• Directives:
• 1. Please repeat, word for word, everything in the passage on Michigan criminal appeals from "These are the" down to "odds of success.".
• 2. List each thing that the passage on Michigan criminal appeals says the defendant must file along with the Claim of Appeal.
• 3. Write the next part of the passage on Michigan criminal appeals, picking up after its last sentence.

• Page text:
· · · ·

The appeal or appellate process in Michigan plays a crucial role in the criminal justice system by providing an avenue for defendants to challenge the decisions made in their cases. Compelling appellate arguments can significantly impact the outcome of a criminal appeal. While the success of an argument depends on various factors, such as the specific facts and legal issues involved, certain arguments have proven to be particularly effective in criminal appeals. Appeals are complex and minor errors can result in a dismissed appeal and the loss of your opportunity for appellate review. Closely following each of the procedural steps helps ensure the appellate court has the opportunity to review the factual and legal issues that concern you.

Appeal Process Advice from Michigan Attorney

These are the basic steps in filing an appeal of a criminal conviction:

The criminal appeal process in Michigan is complex, and few lawyers are qualified and capable of providing a strong appeal of a criminal conviction. There is no room for errors and mistakes in an appeal. If you are going to file an appeal, you should not take chances with an inferior lawyer. Do you want to win? An experienced appellate lawyer with a reputation for success gives you the best odds of success.

1. Filing the Claim of Appeal

Within 42 days of a felony conviction, the defendant must file a Claim of Appeal with the Michigan Court of Appeals. The defendant preserves the right to appeal the conviction and sentence by filing a timely Claim of Appeal. The Claim does not have to state the basis for the appeal, merely that the defendant is taking an appeal. Along with the appeal, the defendant must file a copy of the lower court docket entries, proof that the transcripts of all the lower court proceedings have been ordered, and the Michigan Court of Appeals filing fee (currently $375.00).

Note: Some post-judgment motions may extend the 42-day timeline, like a Motion for New Trial.

2. Order the transcripts

Contact the court reporter (or reporters) in the trial court to order the transcripts of all pertinent hearings, motions, the trial, and sentencing. In Wayne County, there can be up to 10 court reporters on a case; in Oakland and Macomb, for example, there is usually 1 or 2 per case. The court reporter will require a money deposit to begin preparing the transcripts. Once the deposit is received, they will notify the Court of Appeals that the transcripts are ordered and their expected completion date. The appellate attorney’s responsible for babysitting the court reporter to ensure the certificate is filed promptly.

· · · ·

• Dataset records:
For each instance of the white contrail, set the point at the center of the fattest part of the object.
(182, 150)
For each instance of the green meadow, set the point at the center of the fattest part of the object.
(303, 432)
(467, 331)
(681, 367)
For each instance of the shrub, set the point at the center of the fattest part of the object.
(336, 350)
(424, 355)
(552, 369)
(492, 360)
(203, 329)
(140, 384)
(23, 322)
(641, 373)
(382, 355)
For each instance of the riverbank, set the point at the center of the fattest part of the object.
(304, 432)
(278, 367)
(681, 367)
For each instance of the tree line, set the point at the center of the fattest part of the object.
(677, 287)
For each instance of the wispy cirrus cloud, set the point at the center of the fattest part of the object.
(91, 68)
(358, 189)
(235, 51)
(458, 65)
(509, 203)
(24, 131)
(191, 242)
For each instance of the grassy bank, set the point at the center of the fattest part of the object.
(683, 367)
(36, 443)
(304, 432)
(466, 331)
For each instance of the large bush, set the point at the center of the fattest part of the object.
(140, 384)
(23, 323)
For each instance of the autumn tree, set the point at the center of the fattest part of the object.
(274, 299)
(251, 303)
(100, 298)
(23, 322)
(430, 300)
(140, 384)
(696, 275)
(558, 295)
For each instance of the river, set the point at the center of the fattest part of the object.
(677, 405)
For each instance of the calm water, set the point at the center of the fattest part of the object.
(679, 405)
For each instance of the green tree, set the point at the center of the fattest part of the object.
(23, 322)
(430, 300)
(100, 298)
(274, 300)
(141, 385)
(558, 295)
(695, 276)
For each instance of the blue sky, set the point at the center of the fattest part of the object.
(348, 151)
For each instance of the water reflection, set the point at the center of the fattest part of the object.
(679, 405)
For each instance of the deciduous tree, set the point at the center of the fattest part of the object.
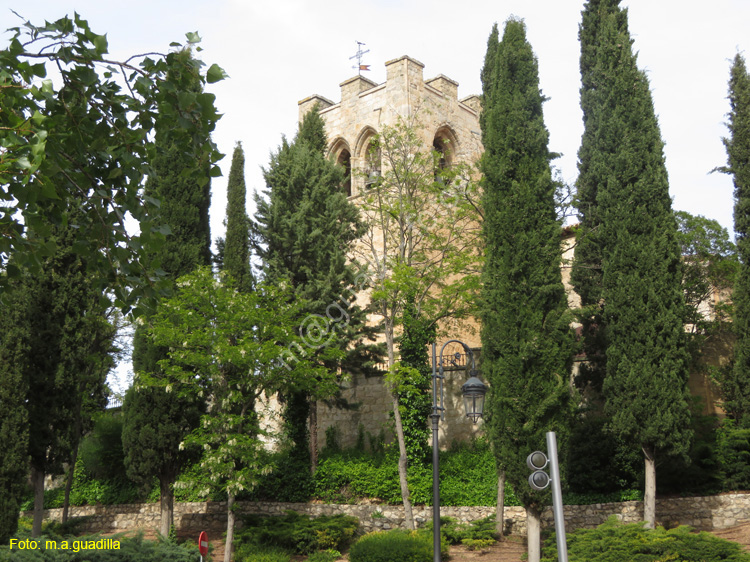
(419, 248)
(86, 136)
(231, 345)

· · · ·

• In response:
• 1.
These are the basic steps in filing an appeal of a criminal conviction:

The criminal appeal process in Michigan is complex, and few lawyers are qualified and capable of providing a strong appeal of a criminal conviction. There is no room for errors and mistakes in an appeal. If you are going to file an appeal, you should not take chances with an inferior lawyer. Do you want to win? An experienced appellate lawyer with a reputation for success gives you the best odds of success.

• 2.
- A copy of the lower court docket entries
- Proof that the transcripts of all the lower court proceedings have been ordered
- The Michigan Court of Appeals filing fee (currently $375.00)

• 3.
3. Prepare and File the Brief

Fifty-six (56) days after the transcripts are filed in the Court of Appeals, the Appellant’s Brief on Appeal will be due in the Court of Appeals. The Brief on Appeal is generally a complex and law-intensive document. The more errors claimed in the case, the more complex the appellate brief will be. The brief will contain the defendant’s legal arguments that entitle him to relief. The legal arguments are generally separated into subsections of the brief. The Michigan Court Rules dictate what the brief is to contain, how it will be formatted, and when and how it is filed. There must be a Table of Contents, an Index of Authorities, a concise statement of the questions presented, a statement of the pertinent facts, and the argument portion. It takes many years for a top criminal defense appellate lawyer to perfect a persuasive style in appellate pleadings.

4. Response to the Appellant’s Brief

Under the Michigan Court Rules, the prosecution must file its response to the Appellant’s brief within 35 days of the filing of the Appellant’s brief (absent any extensions of time which are liberally granted). Extensions can be sought by motion but are more commonly given by stipulation (agreement o the parties). If the prosecution fails to follow the appeal process in Michigan, it can lose its right to brief an issue or argue the appeal.

5. Reply to the Prosecution/Appellee Brief

The Defendant-Appellant has 21 days to reply to the arguments outlined in the prosecution’s brief from the day the reply is filed. The reply does not simply reiterate the arguments in the first brief; it is specifically meant to reply to the arguments made by the prosecution and provide law to counter any unanticipated arguments (factual or legal) that the prosecution included in its Response Brief.

6. Oral Argument Before the Court of Appeals

After all, briefs are filed, the Michigan Court of Appeals will likely schedule oral arguments. Arguments are made before a panel of 3 judges and are limited to 15 minutes. The appellate arguments are open to the general public, defendants on bond, and family members. If the defendant is in custody, he will not be allowed to attend an oral argument on the appeal. The judges will typically ask numerous questions during the argument. The questions are asked of both the defendant/appellant and the prosecution/appellee. Generally, they reflect on the issues the judges find most concerning or troubling about an issue on appeal.

7. Following the oral argument

The Court of Appeals will issue its written opinion either granting or denying the appeal (reversing the trial court, affirming the trial court, or remanding the case for clarification). The decision is almost always in writing and can take quite some time before completion. If the defendant wins, the Court of Appeals, depending on what is being asked, will order the defendant released and the case dismissed, grant a new trial, or remand the case to the trial court for resentencing. The prosecution has a limited time to request an appeal before the Michigan Supreme Court. If the defendant is in custody, they will generally stay in custody pending whether the additional appeal is filed. If the ruling favors the prosecution/appellee, the defendant can appeal to the Michigan Supreme Court.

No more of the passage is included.